# 待完成任务
1. 请用两句话概括这段关于recovery调试的文字。
2. 请原样输出这段关于recovery调试的文字中介于“void ScreenRecoveryUI::Print(const char”和“anywhere to complain...”之间的部分,包括这两处文字本身。

# 文本段落
------------

四 recovery升级过程中log调试方法
有客户反馈不知道如何调试recovery,在这里介绍下recovery的调试方法。
1. 如何在recovery模式使用adb
在recovery模式下,init程序加载的rc文件是bootable/recovery/etc/init.rc。
service adbd /sbin/adbd recovery
disabled
# Always start adbd on userdebug and eng builds
on property:ro.debuggable=1
write /sys/class/android_usb/android0/enable 1
start adbd这里可以看到如果是在userdebug或者eng编译模式,adbd服务是启动的。执行adb shell时提示不存在system/bin/sh,因为这个时候recovery/root/system为空,并没有sh程序可执行。
虽然adb shell不能执行,但adb的其他很多命令都是能够使用的。
adb devices
adb push/pull
2. 如何增加log
在recovery的代码中能看到有两种方式添加的打印信息:printf和UI->Print。
printf输出到stdout好理解,UI->Print调用screen_ui的print函数,将信息显示在屏幕上。
void ScreenRecoveryUI::Print(const char *fmt, ...)
{
char buf[256];
va_list ap;
va_start(ap, fmt);
vsnprintf(buf, 256, fmt, ap);
va_end(ap);
fputs(buf, stdout);除了显示在屏幕上,也将信息输出到了stdout标准输出。
3. 标准输出信息在哪
int
main(int argc, char **argv) {
// If these fail, there's not really anywhere to complain...
freopen(TEMPORARY_LOG_FILE, "a", stdout); setbuf(stdout, NULL);
freopen(TEMPORARY_LOG_FILE, "a", stderr); setbuf(stderr, NULL);recovery.cpp的main函数中,最开始就将stdout的输出信息保存在了/tmp/recovery.log文件中。也就是说我们需要查看的log信息都在这里。
再看看recovery结束时做了什么
static void
finish_recovery(const char *send_intent) {
// Copy logs to cache so the system can find out what happened.
copy_log_file(TEMPORARY_LOG_FILE, LOG_FILE, true);
copy_log_file(TEMPORARY_LOG_FILE, LAST_LOG_FILE, false);
copy_log_file(TEMPORARY_INSTALL_FILE, LAST_INSTALL_FILE, false);
chmod(LOG_FILE, 0600);
chown(LOG_FILE, 1000, 1000); // system user
chmod(LAST_LOG_FILE, 0640);
chmod(LAST_INSTALL_FILE, 0644);将"/tmp/recovery.log"拷贝到了"/cache/recovery/last_log"。

------------

# 物体出现位置的数据集行

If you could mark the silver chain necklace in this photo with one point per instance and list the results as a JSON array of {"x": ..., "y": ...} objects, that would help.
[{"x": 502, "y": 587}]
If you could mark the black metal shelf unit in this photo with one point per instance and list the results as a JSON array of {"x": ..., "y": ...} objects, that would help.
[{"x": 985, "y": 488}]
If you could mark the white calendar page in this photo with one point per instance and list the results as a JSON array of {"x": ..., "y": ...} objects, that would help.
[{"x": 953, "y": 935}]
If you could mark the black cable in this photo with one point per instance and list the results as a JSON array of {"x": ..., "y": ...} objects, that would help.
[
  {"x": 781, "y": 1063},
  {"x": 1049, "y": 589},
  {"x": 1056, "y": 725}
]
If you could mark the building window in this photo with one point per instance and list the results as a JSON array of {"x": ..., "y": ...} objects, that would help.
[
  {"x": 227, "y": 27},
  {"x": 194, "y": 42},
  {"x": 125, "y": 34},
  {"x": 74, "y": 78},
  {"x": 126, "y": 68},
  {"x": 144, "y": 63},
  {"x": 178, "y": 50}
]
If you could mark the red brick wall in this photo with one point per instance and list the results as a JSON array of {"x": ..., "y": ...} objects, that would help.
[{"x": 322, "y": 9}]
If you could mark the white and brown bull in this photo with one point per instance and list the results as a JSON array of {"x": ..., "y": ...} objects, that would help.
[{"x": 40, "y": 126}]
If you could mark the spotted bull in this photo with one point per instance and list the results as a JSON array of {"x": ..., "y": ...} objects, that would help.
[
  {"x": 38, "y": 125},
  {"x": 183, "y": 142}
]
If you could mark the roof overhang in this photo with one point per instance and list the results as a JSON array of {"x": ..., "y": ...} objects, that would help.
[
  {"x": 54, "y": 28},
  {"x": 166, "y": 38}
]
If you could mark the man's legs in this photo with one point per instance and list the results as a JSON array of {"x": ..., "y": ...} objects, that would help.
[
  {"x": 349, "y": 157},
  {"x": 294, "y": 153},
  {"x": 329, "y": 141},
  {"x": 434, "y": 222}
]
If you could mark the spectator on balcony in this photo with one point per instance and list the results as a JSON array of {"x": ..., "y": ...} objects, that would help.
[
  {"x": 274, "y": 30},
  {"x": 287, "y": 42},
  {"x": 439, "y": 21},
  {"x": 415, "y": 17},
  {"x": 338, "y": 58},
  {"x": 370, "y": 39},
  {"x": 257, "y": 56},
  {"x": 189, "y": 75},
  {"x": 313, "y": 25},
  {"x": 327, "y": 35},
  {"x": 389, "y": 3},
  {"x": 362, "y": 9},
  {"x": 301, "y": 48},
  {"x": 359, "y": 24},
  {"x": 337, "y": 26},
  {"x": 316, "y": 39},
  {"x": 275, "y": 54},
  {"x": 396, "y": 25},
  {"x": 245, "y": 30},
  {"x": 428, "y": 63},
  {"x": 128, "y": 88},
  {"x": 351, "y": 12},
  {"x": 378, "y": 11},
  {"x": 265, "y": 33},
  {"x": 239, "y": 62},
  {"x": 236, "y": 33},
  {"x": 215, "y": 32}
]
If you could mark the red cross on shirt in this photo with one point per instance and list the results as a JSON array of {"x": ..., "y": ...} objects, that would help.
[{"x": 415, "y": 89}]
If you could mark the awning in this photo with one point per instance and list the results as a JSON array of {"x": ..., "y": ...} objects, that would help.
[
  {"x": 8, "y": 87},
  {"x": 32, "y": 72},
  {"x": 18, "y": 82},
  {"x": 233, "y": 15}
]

------------

# 练习答案
1. 在userdebug或eng编译模式下,recovery模式会启动adbd服务;adb shell虽然无法执行,但adb devices、adb push/pull等许多adb命令仍然可用。recovery代码用printf和UI->Print添加打印信息,两者都输出到stdout,而main函数一开始就把stdout保存到/tmp/recovery.log,recovery结束时再把该文件拷贝到/cache/recovery/last_log。

2.
void ScreenRecoveryUI::Print(const char *fmt, ...)
{
char buf[256];
va_list ap;
va_start(ap, fmt);
vsnprintf(buf, 256, fmt, ap);
va_end(ap);
fputs(buf, stdout);除了显示在屏幕上,也将信息输出到了stdout标准输出。
3. 标准输出信息在哪
int
main(int argc, char **argv) {
// If these fail, there's not really anywhere to complain...